> **Items**
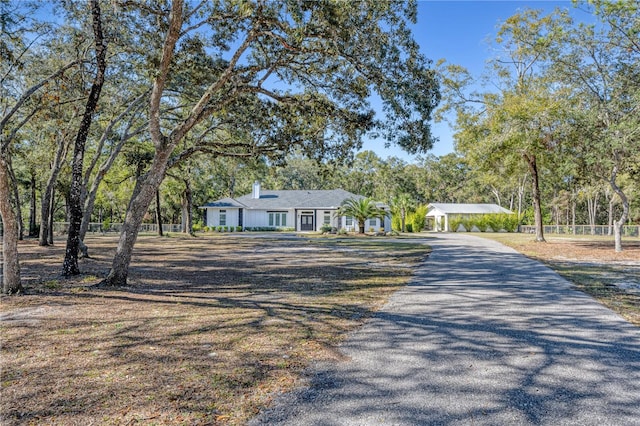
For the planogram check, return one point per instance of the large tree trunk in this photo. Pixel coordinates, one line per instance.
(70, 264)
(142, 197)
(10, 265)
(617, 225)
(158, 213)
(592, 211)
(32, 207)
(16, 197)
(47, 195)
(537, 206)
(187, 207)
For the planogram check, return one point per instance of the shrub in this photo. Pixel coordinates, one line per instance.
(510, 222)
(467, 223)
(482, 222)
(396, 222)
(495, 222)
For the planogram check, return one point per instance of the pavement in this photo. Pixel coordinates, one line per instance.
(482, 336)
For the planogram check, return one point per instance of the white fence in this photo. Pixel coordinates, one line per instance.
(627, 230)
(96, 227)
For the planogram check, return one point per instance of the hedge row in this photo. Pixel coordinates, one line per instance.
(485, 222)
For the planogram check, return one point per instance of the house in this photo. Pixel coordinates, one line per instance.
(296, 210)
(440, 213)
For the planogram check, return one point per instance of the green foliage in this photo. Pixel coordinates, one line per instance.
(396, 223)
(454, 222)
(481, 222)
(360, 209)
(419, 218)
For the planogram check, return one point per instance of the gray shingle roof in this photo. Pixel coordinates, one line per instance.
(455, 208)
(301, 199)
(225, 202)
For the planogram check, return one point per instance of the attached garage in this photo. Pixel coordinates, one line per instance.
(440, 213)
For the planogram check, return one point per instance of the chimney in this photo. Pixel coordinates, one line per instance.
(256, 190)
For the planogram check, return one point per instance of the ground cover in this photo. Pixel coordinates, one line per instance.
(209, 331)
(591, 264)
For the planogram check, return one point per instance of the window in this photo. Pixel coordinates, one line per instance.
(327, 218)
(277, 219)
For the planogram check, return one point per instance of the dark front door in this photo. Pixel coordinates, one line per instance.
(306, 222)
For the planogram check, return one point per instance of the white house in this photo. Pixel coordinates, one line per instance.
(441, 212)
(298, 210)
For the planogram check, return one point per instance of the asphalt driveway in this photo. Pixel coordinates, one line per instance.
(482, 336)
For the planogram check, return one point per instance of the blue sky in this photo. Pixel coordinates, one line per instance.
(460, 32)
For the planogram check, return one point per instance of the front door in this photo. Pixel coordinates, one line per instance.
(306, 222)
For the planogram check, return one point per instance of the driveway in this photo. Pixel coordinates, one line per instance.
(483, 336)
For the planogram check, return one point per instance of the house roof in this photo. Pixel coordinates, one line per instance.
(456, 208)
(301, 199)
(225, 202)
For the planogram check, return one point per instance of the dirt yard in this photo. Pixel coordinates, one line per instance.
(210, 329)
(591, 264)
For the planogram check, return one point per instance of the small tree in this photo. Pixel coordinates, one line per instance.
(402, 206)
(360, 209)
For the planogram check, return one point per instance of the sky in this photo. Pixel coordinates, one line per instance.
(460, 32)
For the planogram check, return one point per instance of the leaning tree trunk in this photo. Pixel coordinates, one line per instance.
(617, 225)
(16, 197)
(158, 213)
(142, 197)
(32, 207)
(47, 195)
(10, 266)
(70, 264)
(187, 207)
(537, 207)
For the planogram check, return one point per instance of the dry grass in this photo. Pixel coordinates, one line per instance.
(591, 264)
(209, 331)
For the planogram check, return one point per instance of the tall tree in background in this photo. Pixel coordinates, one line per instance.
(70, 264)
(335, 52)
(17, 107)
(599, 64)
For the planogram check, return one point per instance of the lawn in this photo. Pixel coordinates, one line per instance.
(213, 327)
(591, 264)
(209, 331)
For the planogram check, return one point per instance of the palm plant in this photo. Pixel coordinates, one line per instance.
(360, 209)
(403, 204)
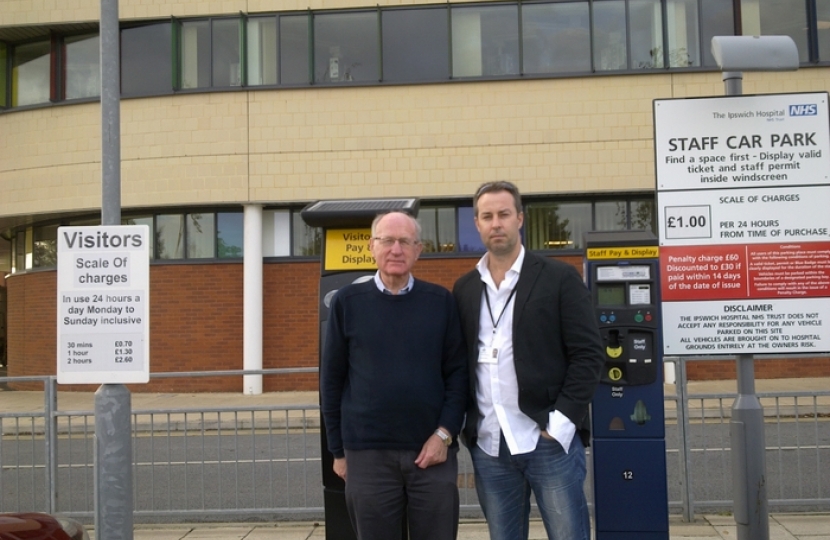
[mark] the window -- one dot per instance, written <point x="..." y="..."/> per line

> **Exercise**
Can you copy out all of the records above word for word, leaving the pictures out?

> **Answer for the task**
For the planogram check, return one point per instance of the large tree trunk in this photo. Pixel coordinates, one line per instance.
(70, 264)
(142, 197)
(10, 265)
(617, 225)
(158, 213)
(592, 211)
(32, 207)
(16, 197)
(47, 195)
(537, 206)
(187, 207)
For the planogram check, return one point per instance of the shrub in this photo. Pixel coordinates, one line per instance.
(510, 222)
(467, 223)
(482, 222)
(396, 222)
(495, 222)
For the planogram check, return one point per instance of the pavement in this photo. Pixel coordinates, one line per instance.
(482, 336)
For the planogram check, return one point per instance of the white fence in this photo. Pixel coordinates, one line per instance.
(627, 230)
(96, 227)
For the planogram check, return one point per instance of the hedge row in this photo. Pixel coordinates, one line per instance.
(485, 222)
For the planogram check, return one point per instance of the house in this photo. Pixel coordinates, one line per instance.
(296, 210)
(440, 213)
For the planogram check, return one point per instance of the green foliage in this photo. Pixel coordinates, one line per instance.
(396, 223)
(454, 222)
(481, 222)
(360, 209)
(419, 218)
For the planogram check, return one point per instance of the gray shingle roof in this photo. Pixel coordinates, one line per instance.
(455, 208)
(301, 199)
(225, 202)
For the planogram check, return one point per instance of the attached garage in this photo. Pixel coordinates, one line per instance.
(440, 213)
For the planogram check, return one point per instance of the chimney in this photo. Pixel coordinates, one line per instance.
(256, 190)
For the planogram check, return one point per instance of the ground cover in this photo. Pixel coordinates, one line per instance.
(209, 331)
(591, 264)
For the planogram check, return one point per instance of the window in this photo. Pixel coordinates, one line per instance.
(327, 218)
(277, 219)
For the planogram check, return one point per instance of the dark front door in this photo. Pixel coordinates, one line per instance.
(306, 222)
For the planogram check, return one point per instance of the white house in this photo. Pixel coordinates, one line per instance.
(441, 212)
(298, 210)
For the planogram check, return one point per instance of the asphalt driveway in this photo. Pixel coordinates, one line per instance.
(482, 336)
For the planogram check, return one point per instance of the blue sky in this photo. Pixel coordinates, one line per instance.
(460, 32)
For the planogram check, return one point per instance of the front door in this photo. Pixel coordinates, one line per instance.
(306, 222)
For the planogram check, return one point per instance of the driveway in this photo. Pixel coordinates, one line per instance.
(483, 336)
For the planogram check, return one point per instance of the house roof in this photo. Pixel coordinates, one line per instance.
(456, 208)
(301, 199)
(225, 202)
For the planogram check, return one point per instance of the dirt yard in this photo. Pixel coordinates, one line per instance.
(210, 329)
(591, 264)
For the planogram check, return one point per instance of the small tree in this photo. Pixel coordinates, one line per instance.
(402, 206)
(360, 209)
For the planogram check, return one point per instance of the sky in this photo. Pixel coordinates, one line per instance.
(460, 32)
For the planogram check, return one point per instance of the leaning tree trunk in this photo. Pixel coordinates, one line per instance.
(617, 225)
(16, 197)
(158, 213)
(142, 197)
(32, 207)
(47, 195)
(10, 266)
(70, 264)
(187, 207)
(537, 207)
For the planogram check, return one point per instance of the dry grass in this photo. Pixel coordinates, one line per instance.
(591, 264)
(209, 331)
For the planogram check, return one point per instance of the tall tree in background in this photo. Pixel coordinates, one line per instance.
(70, 264)
(335, 52)
(17, 107)
(599, 64)
For the planogram check, return one point per instance of the lawn in this photo. Pixel coordinates, one line per instance.
(213, 327)
(591, 264)
(209, 331)
For the planogram check, return one point per instance of the palm plant in this photo. Pixel coordinates, one line per instance.
(360, 209)
(403, 204)
[mark] the window -- one dot per instance, written <point x="..." y="..."/> per line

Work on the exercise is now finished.